Transcribe verbatim only the lines of the data below that start at the line containing "of the pool" and end at the line containing "Target: pool water", including both of those lines.

- [Given records]
※
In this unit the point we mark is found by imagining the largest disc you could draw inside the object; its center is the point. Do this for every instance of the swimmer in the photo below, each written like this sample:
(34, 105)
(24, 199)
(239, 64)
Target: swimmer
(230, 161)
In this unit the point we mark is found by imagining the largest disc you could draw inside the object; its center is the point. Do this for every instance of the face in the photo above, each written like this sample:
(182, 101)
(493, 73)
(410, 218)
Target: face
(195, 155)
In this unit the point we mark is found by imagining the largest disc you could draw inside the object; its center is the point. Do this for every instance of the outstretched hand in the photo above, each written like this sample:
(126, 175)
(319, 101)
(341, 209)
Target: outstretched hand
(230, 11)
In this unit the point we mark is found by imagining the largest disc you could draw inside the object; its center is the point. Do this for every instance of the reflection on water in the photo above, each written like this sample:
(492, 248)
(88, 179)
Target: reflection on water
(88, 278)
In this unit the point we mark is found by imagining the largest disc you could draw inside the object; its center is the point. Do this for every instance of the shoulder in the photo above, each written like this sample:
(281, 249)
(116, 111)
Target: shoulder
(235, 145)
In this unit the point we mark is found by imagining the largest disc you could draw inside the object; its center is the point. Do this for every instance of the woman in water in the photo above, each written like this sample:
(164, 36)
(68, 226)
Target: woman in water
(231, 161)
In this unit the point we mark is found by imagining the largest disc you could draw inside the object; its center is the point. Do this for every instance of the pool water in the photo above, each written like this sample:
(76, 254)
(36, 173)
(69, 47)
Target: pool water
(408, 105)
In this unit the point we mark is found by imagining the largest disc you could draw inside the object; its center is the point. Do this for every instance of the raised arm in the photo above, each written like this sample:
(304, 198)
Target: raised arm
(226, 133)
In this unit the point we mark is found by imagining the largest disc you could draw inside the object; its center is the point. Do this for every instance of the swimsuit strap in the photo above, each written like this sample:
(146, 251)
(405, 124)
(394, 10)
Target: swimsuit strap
※
- [Result of the task]
In this unit the point we mark is found by imagining the largest disc you could draw inside the object; its center is the point. Do this for every instance of the pool water in the photo above, each written like this sample:
(76, 254)
(36, 173)
(69, 47)
Target: pool water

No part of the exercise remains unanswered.